Copy out each line below that contains the word "branch".

▶ [Records taken from a data source]
┌──

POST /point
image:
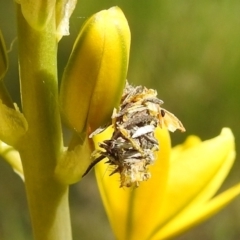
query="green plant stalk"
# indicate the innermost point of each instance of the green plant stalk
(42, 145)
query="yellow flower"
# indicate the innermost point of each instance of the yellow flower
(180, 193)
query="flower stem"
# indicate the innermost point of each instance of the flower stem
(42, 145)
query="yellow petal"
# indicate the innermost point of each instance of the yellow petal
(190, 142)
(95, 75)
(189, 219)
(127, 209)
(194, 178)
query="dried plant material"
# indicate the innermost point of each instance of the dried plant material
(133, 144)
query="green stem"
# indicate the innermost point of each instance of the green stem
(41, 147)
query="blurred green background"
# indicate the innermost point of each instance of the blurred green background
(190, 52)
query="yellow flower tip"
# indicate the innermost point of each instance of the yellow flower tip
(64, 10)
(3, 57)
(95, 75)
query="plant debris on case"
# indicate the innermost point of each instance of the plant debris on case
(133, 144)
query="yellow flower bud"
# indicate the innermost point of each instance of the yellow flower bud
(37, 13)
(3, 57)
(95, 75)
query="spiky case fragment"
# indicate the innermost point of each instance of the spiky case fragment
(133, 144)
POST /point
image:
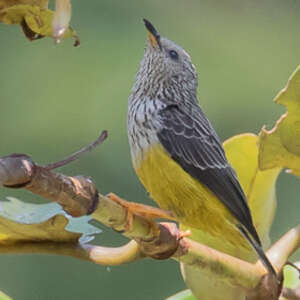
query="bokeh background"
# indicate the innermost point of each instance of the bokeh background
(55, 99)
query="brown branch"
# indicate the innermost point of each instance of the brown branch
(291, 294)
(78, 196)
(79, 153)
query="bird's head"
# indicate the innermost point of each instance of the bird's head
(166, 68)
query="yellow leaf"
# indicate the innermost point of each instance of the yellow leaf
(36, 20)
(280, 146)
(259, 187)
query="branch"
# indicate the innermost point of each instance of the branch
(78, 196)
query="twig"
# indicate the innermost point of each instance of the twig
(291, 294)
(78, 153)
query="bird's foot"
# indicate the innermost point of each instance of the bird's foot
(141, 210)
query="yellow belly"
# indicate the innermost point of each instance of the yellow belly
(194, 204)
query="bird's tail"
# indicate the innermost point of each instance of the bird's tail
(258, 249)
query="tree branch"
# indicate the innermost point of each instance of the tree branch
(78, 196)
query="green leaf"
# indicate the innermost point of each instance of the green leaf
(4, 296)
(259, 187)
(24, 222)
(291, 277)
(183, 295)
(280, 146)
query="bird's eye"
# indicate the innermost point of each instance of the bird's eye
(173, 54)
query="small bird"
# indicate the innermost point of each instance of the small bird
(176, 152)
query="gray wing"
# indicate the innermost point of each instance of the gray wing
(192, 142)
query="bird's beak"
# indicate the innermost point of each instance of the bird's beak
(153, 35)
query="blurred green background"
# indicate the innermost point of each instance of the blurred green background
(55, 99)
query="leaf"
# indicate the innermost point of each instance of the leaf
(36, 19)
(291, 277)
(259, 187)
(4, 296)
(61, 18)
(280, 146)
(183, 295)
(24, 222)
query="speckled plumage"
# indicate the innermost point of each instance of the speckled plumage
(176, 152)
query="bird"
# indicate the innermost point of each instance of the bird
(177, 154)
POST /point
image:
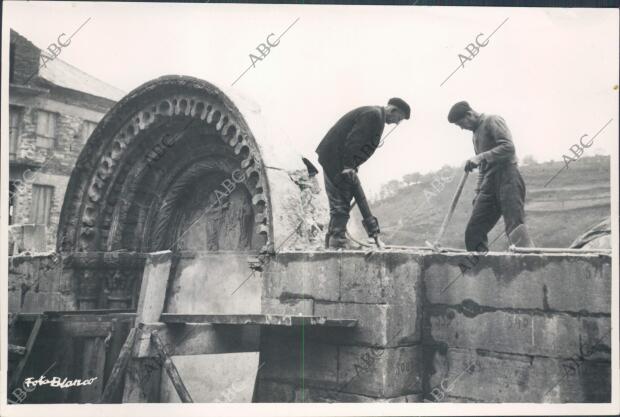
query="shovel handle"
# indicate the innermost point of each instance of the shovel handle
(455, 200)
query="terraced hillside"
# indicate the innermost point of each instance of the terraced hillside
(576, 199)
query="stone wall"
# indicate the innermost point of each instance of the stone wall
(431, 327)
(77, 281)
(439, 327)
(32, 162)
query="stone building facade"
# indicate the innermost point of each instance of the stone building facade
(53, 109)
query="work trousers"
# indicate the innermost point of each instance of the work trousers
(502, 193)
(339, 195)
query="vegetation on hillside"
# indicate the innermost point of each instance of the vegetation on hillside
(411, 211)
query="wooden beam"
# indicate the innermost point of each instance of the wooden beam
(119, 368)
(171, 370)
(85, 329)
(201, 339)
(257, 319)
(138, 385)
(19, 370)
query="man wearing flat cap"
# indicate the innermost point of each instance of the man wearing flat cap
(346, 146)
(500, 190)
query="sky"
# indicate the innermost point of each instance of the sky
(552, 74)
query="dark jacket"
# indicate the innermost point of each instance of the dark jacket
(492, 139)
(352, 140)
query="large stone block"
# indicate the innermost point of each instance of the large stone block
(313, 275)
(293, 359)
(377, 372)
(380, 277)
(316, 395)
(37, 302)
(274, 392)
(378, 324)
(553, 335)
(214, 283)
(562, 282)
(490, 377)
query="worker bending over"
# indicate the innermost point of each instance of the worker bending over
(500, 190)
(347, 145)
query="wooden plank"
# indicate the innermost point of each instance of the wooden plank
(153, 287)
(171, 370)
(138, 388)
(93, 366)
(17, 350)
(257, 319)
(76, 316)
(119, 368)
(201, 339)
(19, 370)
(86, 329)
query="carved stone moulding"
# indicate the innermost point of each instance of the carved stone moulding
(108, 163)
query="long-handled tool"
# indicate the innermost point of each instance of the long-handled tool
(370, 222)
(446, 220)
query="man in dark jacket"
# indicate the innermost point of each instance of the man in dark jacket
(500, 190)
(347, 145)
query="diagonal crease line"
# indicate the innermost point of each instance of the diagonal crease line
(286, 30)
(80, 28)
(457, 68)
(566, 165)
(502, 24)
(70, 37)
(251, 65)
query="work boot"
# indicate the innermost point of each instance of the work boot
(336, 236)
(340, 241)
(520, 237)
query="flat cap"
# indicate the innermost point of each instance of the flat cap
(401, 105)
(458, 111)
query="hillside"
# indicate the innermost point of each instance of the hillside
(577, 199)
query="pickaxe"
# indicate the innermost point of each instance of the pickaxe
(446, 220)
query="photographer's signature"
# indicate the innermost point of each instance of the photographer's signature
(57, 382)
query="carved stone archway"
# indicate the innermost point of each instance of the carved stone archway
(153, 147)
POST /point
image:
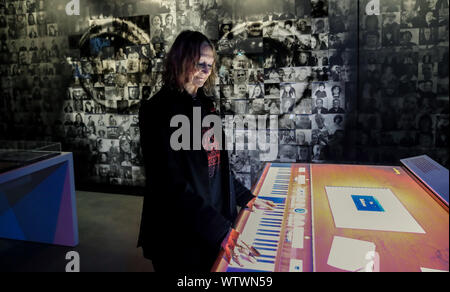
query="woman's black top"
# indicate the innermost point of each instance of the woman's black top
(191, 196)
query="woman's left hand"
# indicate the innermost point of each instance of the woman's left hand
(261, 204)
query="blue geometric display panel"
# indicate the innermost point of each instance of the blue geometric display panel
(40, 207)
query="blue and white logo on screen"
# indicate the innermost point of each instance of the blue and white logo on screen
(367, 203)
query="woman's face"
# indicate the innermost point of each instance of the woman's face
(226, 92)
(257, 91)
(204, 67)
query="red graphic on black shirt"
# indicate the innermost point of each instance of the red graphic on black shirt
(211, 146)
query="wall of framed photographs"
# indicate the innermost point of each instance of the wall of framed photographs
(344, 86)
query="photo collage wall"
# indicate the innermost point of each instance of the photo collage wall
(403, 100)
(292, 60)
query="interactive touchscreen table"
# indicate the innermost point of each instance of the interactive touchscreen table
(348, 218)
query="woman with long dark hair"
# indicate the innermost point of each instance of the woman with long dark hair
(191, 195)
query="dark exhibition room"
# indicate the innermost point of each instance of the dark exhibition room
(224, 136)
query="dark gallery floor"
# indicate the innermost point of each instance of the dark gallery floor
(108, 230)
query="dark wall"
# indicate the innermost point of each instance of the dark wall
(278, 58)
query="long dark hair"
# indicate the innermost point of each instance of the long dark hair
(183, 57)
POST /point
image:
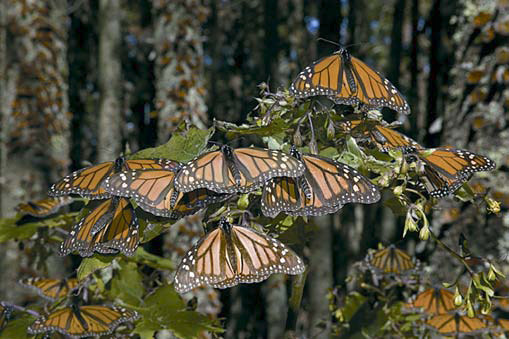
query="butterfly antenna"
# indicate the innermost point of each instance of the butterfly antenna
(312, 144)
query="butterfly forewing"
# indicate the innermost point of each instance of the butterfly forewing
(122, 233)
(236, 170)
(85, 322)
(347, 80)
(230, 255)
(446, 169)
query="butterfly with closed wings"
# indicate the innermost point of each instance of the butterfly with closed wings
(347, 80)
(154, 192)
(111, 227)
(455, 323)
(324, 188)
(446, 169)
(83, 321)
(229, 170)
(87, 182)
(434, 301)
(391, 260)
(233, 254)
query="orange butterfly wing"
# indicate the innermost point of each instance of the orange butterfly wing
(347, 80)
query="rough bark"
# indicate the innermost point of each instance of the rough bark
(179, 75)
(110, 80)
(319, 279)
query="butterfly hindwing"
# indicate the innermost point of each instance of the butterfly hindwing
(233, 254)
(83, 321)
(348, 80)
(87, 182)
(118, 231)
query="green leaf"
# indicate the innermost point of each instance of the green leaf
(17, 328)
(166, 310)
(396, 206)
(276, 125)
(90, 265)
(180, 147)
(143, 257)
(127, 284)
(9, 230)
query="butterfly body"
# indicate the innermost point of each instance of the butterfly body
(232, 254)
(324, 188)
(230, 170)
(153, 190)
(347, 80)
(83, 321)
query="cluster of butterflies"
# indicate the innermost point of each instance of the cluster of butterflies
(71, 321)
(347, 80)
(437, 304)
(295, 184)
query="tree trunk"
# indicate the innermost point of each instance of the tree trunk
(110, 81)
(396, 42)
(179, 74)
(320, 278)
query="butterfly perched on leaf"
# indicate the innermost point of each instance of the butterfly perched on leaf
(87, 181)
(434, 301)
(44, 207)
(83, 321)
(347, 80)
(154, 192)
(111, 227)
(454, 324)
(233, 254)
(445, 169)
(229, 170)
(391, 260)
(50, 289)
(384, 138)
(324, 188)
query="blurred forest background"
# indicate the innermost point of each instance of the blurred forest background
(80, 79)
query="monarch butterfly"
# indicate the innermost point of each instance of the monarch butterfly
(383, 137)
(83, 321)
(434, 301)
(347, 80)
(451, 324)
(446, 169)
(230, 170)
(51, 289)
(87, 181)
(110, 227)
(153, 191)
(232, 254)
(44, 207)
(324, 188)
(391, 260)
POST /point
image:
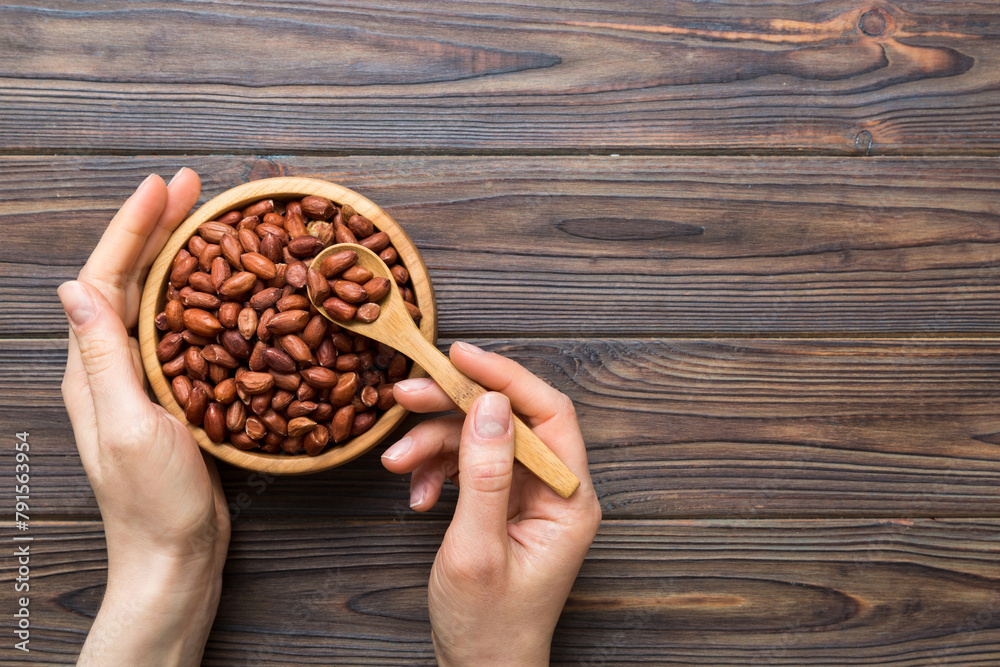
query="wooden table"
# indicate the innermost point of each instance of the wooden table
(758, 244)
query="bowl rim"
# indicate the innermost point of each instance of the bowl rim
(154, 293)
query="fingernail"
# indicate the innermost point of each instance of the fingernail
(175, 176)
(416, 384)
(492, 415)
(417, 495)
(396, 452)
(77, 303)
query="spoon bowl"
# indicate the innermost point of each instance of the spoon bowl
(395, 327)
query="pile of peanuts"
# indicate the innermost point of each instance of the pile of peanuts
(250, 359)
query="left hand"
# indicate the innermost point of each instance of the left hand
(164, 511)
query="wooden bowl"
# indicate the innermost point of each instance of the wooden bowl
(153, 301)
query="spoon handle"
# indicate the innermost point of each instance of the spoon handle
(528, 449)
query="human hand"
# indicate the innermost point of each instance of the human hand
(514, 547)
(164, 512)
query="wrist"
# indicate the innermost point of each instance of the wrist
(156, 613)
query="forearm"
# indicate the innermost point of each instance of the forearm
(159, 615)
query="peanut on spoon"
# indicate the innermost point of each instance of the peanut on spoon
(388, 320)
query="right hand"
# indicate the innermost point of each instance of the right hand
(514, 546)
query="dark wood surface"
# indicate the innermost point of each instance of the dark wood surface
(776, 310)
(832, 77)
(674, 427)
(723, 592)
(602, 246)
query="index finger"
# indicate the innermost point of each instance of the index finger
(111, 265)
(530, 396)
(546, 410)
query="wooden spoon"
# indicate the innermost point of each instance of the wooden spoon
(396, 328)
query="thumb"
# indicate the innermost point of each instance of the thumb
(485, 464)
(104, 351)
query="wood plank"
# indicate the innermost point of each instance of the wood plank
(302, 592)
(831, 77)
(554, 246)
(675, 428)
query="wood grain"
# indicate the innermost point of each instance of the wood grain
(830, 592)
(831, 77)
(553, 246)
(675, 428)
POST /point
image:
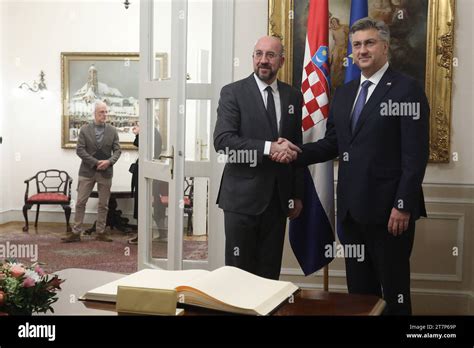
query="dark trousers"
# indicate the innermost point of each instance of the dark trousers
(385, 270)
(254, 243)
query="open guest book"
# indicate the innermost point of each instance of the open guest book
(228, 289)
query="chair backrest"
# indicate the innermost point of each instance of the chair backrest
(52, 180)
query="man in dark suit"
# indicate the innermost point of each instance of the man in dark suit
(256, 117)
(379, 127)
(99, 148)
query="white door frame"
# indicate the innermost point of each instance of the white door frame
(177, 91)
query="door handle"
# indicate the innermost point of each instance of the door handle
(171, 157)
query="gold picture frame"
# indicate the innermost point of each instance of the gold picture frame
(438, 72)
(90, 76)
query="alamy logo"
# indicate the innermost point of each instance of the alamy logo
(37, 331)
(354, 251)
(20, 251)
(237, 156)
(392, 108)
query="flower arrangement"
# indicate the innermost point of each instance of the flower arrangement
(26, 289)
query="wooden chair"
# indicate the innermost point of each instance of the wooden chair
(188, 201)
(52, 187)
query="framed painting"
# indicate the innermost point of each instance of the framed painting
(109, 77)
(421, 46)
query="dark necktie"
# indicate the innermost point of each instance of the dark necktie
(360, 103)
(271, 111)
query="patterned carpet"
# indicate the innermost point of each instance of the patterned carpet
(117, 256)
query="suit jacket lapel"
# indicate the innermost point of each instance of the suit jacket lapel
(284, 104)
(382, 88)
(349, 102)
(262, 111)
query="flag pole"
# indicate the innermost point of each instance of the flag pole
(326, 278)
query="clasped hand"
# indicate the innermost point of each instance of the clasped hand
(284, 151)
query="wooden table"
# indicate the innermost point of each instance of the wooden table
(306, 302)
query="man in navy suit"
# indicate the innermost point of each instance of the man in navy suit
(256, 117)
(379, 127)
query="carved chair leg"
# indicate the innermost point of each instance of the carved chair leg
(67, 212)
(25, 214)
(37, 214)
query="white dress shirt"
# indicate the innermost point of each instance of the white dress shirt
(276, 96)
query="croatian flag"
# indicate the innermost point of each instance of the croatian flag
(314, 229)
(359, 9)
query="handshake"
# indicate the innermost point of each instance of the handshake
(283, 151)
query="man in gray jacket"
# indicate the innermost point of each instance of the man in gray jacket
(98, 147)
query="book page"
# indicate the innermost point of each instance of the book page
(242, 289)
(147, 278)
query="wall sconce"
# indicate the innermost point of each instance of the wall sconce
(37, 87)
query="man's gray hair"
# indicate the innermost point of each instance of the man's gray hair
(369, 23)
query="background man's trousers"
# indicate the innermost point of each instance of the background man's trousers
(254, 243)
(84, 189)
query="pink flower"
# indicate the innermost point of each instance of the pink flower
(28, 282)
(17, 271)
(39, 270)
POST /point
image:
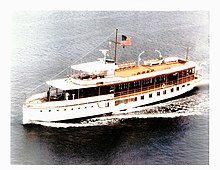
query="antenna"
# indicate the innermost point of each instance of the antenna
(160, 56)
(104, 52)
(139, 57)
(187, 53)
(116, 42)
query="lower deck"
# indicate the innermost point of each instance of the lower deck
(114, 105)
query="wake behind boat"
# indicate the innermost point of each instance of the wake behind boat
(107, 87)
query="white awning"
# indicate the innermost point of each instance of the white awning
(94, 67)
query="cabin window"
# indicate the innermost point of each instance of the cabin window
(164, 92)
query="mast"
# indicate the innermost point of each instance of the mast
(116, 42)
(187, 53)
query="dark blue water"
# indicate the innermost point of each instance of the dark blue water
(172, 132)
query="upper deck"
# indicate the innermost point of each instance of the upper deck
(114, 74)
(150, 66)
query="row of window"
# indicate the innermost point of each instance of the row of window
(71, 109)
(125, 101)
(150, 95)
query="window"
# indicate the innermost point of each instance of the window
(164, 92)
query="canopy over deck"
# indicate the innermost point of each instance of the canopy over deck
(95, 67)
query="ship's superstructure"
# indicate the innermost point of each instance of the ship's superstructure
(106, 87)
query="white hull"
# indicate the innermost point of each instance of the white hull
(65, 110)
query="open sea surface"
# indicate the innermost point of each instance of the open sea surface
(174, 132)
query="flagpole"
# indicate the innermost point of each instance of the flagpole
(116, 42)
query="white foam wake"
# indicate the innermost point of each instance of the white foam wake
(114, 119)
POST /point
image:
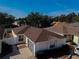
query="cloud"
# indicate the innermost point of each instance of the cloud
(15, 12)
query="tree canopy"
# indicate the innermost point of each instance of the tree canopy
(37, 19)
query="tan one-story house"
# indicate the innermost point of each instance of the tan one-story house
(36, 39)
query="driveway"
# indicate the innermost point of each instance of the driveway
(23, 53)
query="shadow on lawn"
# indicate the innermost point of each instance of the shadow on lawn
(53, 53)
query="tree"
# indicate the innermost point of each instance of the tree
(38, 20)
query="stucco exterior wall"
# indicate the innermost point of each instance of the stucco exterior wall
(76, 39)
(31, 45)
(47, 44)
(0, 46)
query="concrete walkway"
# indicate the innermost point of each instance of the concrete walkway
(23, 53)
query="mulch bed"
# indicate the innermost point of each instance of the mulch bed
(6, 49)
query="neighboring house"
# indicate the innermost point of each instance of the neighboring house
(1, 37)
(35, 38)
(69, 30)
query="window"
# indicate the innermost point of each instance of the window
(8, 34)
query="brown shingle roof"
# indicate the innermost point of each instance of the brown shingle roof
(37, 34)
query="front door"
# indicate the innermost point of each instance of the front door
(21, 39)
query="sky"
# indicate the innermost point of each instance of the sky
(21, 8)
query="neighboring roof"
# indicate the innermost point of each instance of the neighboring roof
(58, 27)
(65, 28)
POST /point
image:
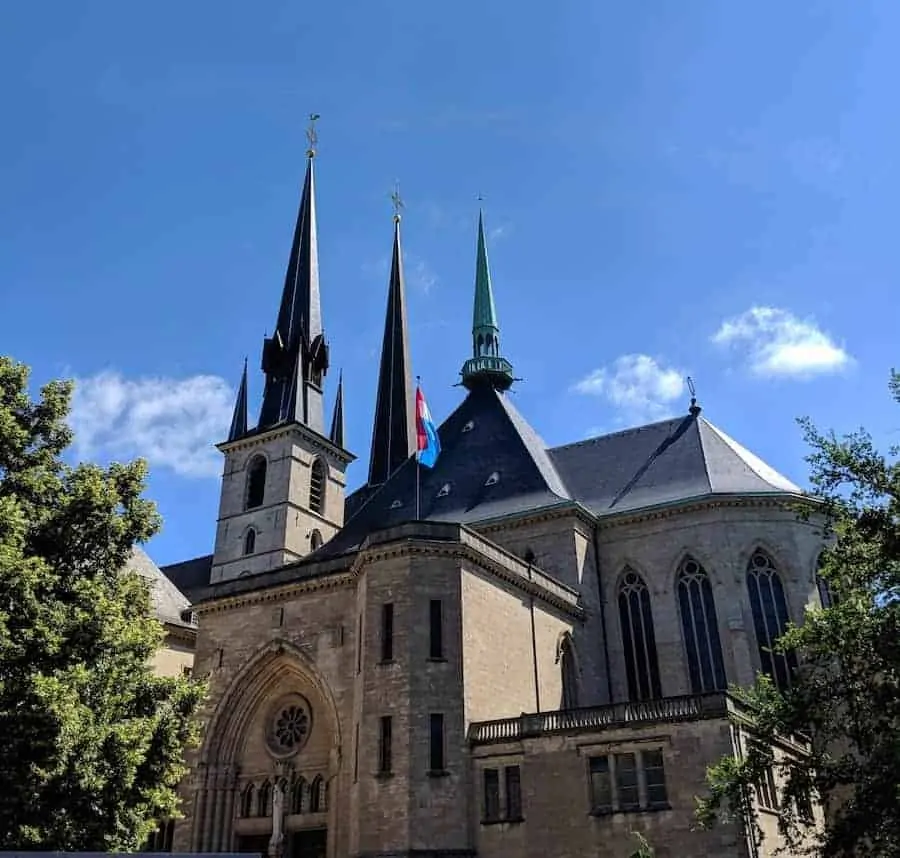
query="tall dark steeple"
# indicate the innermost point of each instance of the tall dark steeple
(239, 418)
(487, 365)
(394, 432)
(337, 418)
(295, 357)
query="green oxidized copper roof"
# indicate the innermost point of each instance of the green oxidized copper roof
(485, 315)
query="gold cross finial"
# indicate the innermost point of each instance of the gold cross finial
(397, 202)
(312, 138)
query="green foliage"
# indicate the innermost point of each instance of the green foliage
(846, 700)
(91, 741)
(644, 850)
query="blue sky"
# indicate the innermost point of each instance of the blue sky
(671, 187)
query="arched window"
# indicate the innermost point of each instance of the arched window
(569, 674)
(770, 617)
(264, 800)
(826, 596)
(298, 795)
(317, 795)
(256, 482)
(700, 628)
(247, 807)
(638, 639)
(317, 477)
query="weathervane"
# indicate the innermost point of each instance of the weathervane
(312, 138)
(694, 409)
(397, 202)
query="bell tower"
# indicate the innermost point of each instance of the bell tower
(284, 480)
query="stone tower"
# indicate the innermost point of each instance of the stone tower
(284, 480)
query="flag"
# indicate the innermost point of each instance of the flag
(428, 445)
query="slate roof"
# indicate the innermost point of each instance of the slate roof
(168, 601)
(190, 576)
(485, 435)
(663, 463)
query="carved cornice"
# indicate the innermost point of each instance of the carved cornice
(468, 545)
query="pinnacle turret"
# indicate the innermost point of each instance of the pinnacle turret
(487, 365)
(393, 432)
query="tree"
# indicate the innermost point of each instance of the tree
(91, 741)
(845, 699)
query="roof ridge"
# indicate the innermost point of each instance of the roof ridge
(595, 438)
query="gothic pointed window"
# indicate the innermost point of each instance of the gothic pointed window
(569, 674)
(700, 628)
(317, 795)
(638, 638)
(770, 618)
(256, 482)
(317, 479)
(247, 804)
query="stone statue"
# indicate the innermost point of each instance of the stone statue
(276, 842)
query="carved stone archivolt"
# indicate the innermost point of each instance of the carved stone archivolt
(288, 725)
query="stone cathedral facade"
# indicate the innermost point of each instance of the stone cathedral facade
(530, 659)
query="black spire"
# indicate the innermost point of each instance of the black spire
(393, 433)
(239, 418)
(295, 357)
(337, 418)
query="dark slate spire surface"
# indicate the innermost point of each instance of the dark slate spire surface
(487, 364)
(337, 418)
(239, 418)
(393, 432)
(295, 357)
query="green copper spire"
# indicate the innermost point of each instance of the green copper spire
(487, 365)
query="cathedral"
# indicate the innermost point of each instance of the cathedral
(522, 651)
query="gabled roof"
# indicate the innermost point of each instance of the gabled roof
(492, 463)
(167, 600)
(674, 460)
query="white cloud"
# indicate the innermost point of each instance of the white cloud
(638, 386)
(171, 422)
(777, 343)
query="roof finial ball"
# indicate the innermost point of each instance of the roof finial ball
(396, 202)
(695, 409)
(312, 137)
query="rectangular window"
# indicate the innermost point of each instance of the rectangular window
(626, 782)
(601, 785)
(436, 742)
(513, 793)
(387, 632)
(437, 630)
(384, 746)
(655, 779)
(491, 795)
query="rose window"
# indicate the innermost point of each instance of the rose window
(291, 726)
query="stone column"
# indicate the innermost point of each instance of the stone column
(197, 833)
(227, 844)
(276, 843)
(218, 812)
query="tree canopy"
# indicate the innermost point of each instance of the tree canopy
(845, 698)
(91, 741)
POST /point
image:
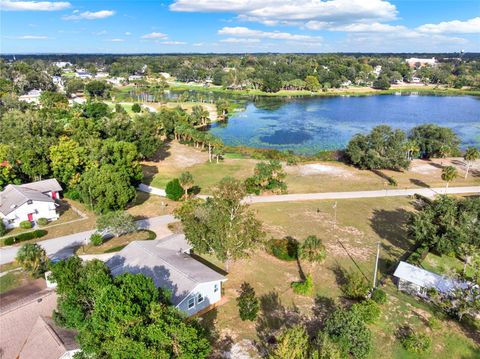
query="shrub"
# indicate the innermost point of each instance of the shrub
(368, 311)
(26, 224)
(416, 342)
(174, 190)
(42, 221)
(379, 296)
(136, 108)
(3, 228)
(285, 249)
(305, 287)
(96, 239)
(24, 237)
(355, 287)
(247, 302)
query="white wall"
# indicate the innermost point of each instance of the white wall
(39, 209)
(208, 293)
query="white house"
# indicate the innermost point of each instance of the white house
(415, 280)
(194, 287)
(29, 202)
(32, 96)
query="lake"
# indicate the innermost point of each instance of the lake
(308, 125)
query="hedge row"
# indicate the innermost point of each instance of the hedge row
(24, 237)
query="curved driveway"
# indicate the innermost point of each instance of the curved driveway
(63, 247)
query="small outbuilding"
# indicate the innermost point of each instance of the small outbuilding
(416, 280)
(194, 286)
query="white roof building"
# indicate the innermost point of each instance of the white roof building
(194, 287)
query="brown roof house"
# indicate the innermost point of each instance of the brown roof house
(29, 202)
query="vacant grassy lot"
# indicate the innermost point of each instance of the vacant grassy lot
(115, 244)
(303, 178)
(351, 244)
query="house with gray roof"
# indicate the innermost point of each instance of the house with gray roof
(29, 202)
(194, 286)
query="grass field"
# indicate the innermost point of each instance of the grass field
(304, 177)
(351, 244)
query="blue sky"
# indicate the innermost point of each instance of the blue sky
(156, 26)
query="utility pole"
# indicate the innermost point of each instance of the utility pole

└──

▶ [RESULT OF THE EXERCISE]
query="brown branch"
# indicate the innermost point of each instance of the brown branch
query="branch"
# indicate the innermost point of each instance of the branch
query="tree branch"
# indicate the innermost point of each instance of the tree branch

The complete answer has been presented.